** PROBLEM TO WORK ON **
Without changing a character, output all of the records.

Start of RECORDED INFORMATION

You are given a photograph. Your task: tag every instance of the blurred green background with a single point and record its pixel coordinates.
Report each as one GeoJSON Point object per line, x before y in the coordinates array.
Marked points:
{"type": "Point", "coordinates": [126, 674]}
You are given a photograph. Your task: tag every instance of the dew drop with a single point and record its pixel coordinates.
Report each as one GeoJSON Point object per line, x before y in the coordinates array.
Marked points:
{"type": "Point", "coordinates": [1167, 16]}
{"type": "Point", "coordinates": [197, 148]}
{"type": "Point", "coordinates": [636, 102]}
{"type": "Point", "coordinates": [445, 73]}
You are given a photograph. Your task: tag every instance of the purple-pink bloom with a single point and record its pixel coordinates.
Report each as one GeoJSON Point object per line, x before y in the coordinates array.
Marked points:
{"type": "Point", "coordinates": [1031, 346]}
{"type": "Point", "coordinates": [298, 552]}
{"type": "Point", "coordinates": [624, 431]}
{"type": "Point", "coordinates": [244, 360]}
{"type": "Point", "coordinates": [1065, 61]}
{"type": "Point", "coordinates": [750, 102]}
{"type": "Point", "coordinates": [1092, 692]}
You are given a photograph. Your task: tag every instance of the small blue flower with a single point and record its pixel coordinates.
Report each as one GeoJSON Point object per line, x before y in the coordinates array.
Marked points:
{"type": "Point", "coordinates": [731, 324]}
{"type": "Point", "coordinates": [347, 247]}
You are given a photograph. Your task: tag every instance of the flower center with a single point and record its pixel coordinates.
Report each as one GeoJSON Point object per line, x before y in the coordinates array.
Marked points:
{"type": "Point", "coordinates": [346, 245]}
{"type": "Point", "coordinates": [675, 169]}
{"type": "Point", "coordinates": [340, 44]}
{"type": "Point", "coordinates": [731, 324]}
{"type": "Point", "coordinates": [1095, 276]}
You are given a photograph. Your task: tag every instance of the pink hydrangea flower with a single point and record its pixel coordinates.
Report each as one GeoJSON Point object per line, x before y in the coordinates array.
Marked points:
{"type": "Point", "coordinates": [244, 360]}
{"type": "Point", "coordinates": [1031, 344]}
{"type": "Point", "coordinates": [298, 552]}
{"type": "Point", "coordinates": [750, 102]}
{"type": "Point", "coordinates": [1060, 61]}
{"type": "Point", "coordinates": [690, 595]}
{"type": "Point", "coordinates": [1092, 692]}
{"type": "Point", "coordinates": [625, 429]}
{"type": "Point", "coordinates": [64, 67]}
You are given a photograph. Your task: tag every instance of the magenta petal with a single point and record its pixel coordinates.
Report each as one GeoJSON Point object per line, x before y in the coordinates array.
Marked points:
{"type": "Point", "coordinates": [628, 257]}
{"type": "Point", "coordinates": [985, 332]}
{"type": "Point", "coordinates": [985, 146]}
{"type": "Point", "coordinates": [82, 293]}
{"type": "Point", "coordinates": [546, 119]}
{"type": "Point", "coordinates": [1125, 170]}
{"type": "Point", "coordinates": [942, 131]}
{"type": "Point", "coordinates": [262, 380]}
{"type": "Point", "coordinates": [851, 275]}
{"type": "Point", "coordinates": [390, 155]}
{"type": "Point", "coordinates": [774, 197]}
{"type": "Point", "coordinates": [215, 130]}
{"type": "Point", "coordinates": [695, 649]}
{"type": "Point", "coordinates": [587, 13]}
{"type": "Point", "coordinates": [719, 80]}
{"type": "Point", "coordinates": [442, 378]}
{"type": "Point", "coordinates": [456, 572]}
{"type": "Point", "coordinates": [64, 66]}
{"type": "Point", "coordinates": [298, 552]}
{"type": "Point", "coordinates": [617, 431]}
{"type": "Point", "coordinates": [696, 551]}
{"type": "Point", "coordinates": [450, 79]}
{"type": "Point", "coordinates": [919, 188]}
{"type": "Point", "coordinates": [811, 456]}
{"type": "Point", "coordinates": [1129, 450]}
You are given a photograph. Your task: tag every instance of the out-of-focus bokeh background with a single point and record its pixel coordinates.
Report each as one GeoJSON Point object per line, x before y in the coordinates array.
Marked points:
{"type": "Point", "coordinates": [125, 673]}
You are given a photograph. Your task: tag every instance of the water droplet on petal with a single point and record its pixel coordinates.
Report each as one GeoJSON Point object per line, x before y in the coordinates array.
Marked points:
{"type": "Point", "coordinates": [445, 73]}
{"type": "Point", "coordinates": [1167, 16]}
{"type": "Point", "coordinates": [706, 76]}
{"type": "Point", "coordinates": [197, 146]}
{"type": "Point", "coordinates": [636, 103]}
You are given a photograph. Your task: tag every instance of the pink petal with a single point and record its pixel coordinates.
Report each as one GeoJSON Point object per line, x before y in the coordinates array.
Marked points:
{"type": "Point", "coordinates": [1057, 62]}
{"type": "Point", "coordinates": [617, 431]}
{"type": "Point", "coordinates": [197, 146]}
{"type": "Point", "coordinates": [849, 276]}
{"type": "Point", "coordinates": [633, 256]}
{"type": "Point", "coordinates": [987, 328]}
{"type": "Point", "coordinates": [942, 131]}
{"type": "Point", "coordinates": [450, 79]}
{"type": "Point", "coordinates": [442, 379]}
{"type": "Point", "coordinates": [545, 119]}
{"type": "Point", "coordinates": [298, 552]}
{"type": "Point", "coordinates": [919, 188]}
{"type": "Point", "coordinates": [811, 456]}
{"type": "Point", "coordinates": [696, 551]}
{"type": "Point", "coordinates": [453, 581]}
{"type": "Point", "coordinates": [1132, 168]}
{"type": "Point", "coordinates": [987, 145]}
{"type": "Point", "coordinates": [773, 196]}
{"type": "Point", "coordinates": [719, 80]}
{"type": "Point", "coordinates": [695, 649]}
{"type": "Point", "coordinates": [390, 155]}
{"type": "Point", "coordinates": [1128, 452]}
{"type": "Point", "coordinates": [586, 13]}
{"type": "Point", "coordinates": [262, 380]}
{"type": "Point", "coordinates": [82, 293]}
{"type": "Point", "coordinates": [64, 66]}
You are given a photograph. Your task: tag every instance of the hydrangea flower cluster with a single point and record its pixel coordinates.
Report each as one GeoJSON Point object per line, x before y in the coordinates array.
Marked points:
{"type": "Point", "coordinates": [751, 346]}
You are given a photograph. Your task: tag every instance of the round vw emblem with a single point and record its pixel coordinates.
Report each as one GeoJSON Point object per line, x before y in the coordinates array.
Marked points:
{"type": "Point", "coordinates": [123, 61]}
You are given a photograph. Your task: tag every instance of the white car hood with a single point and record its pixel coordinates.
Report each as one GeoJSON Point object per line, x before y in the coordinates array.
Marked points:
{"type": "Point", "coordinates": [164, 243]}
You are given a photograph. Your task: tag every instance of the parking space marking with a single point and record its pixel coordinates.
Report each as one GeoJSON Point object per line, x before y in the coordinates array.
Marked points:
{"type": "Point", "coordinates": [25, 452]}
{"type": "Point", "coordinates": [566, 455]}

End of RECORDED INFORMATION

** RESPONSE TO THE EXERCISE **
You are given a photograph. Your task: tag every instance of the blurred green background with a single point and record its pixel coordinates.
Report each as one GeoJSON Point object per line, x before y in the coordinates array.
Marked points:
{"type": "Point", "coordinates": [126, 674]}
You are given a photograph. Your task: tag every instance of the dew drop with a single point and record its pixel coordinates.
Report each as one GeoJSON Point object per line, x before y in the coordinates array.
Marked points:
{"type": "Point", "coordinates": [1167, 16]}
{"type": "Point", "coordinates": [197, 148]}
{"type": "Point", "coordinates": [636, 102]}
{"type": "Point", "coordinates": [445, 73]}
You are given a photograph. Your task: tag every instance of the purple-pink bloom with a single point and record its pixel coordinates.
Report each as one GeoJSON Point object per line, x before y in the coordinates array.
Marked points:
{"type": "Point", "coordinates": [1031, 346]}
{"type": "Point", "coordinates": [298, 552]}
{"type": "Point", "coordinates": [624, 431]}
{"type": "Point", "coordinates": [244, 360]}
{"type": "Point", "coordinates": [1065, 61]}
{"type": "Point", "coordinates": [750, 102]}
{"type": "Point", "coordinates": [1092, 692]}
You are given a photograph. Your task: tag every instance of the small blue flower with a single point and record its pixel coordinates.
Report each as one GeoJSON Point object per line, x before y in the coordinates array.
Marked points:
{"type": "Point", "coordinates": [731, 324]}
{"type": "Point", "coordinates": [347, 247]}
You are given a photograph. Your task: tag every instance of the flower center with a single point and record its pixel coordinates.
Report each as one GeoJSON Point object per line, x before y in the coordinates array.
Marked points:
{"type": "Point", "coordinates": [346, 245]}
{"type": "Point", "coordinates": [675, 169]}
{"type": "Point", "coordinates": [340, 44]}
{"type": "Point", "coordinates": [731, 324]}
{"type": "Point", "coordinates": [1095, 276]}
You are given a photograph. Your task: tag every instance of the pink hydrangea flower with a single point and record its pixel coordinates.
Report each as one GeoJSON Point object per line, x before y in the coordinates array.
Marked points:
{"type": "Point", "coordinates": [244, 360]}
{"type": "Point", "coordinates": [1031, 344]}
{"type": "Point", "coordinates": [298, 552]}
{"type": "Point", "coordinates": [750, 102]}
{"type": "Point", "coordinates": [1060, 61]}
{"type": "Point", "coordinates": [690, 595]}
{"type": "Point", "coordinates": [1092, 692]}
{"type": "Point", "coordinates": [625, 429]}
{"type": "Point", "coordinates": [64, 67]}
You are given a photograph. Your task: tag every instance of the magenta petal with a single point and record its pixel coordinates.
Report each as one GeoJSON Point object per line, x before y in the coordinates array.
Marked points:
{"type": "Point", "coordinates": [628, 257]}
{"type": "Point", "coordinates": [985, 332]}
{"type": "Point", "coordinates": [985, 146]}
{"type": "Point", "coordinates": [82, 293]}
{"type": "Point", "coordinates": [546, 119]}
{"type": "Point", "coordinates": [1125, 170]}
{"type": "Point", "coordinates": [942, 131]}
{"type": "Point", "coordinates": [262, 380]}
{"type": "Point", "coordinates": [851, 275]}
{"type": "Point", "coordinates": [390, 155]}
{"type": "Point", "coordinates": [774, 197]}
{"type": "Point", "coordinates": [215, 130]}
{"type": "Point", "coordinates": [695, 649]}
{"type": "Point", "coordinates": [587, 13]}
{"type": "Point", "coordinates": [719, 80]}
{"type": "Point", "coordinates": [442, 378]}
{"type": "Point", "coordinates": [456, 572]}
{"type": "Point", "coordinates": [64, 66]}
{"type": "Point", "coordinates": [298, 552]}
{"type": "Point", "coordinates": [617, 431]}
{"type": "Point", "coordinates": [696, 551]}
{"type": "Point", "coordinates": [450, 79]}
{"type": "Point", "coordinates": [919, 188]}
{"type": "Point", "coordinates": [811, 456]}
{"type": "Point", "coordinates": [1129, 450]}
You are given a photograph. Your task: tag every instance of the out-of-focus bokeh background with a single point and record its pixel coordinates.
Report each as one GeoJSON Point object per line, x before y in the coordinates array.
Marked points:
{"type": "Point", "coordinates": [125, 673]}
You are given a photograph. Your task: tag every instance of the water droplet on petal with a single point and record its pixel coordinates.
Report each as one GeoJSON Point object per line, x before y in the coordinates array.
Marked points:
{"type": "Point", "coordinates": [445, 73]}
{"type": "Point", "coordinates": [1167, 16]}
{"type": "Point", "coordinates": [706, 76]}
{"type": "Point", "coordinates": [197, 146]}
{"type": "Point", "coordinates": [636, 103]}
You are given a photograph. Your task: tag every instance of the pink petal with a single point and record its pixel coordinates.
Report each as one GeoJSON Point object per line, x before y in the coordinates array.
Marked points:
{"type": "Point", "coordinates": [1057, 62]}
{"type": "Point", "coordinates": [617, 431]}
{"type": "Point", "coordinates": [197, 146]}
{"type": "Point", "coordinates": [849, 276]}
{"type": "Point", "coordinates": [633, 256]}
{"type": "Point", "coordinates": [987, 328]}
{"type": "Point", "coordinates": [942, 131]}
{"type": "Point", "coordinates": [450, 79]}
{"type": "Point", "coordinates": [442, 379]}
{"type": "Point", "coordinates": [545, 119]}
{"type": "Point", "coordinates": [298, 552]}
{"type": "Point", "coordinates": [919, 188]}
{"type": "Point", "coordinates": [811, 456]}
{"type": "Point", "coordinates": [696, 551]}
{"type": "Point", "coordinates": [453, 581]}
{"type": "Point", "coordinates": [1132, 168]}
{"type": "Point", "coordinates": [987, 145]}
{"type": "Point", "coordinates": [773, 196]}
{"type": "Point", "coordinates": [719, 80]}
{"type": "Point", "coordinates": [695, 649]}
{"type": "Point", "coordinates": [390, 155]}
{"type": "Point", "coordinates": [1128, 452]}
{"type": "Point", "coordinates": [586, 13]}
{"type": "Point", "coordinates": [262, 380]}
{"type": "Point", "coordinates": [82, 293]}
{"type": "Point", "coordinates": [64, 66]}
You are given a photograph. Your task: tag every instance of the hydrangea flower cluster with a single point and record its pixel coordinates.
Report each as one GeoJSON Point object per line, x before y in the coordinates array.
Marked points:
{"type": "Point", "coordinates": [751, 346]}
You are given a photograph. Your task: tag every instance of the round vw emblem with a single point and record its pixel coordinates.
Report each as one GeoJSON Point object per line, x before y in the coordinates array.
Marked points:
{"type": "Point", "coordinates": [123, 61]}
You are given a photograph. Your task: tag every instance of the white car hood with a single point and record its pixel coordinates.
Report each as one GeoJSON Point object per line, x before y in the coordinates array.
Marked points:
{"type": "Point", "coordinates": [164, 243]}
You are given a photograph. Your task: tag every instance of the parking space marking with a single point and record its pixel coordinates.
Report each as one GeoJSON Point object per line, x before y in the coordinates array.
Marked points:
{"type": "Point", "coordinates": [25, 452]}
{"type": "Point", "coordinates": [566, 455]}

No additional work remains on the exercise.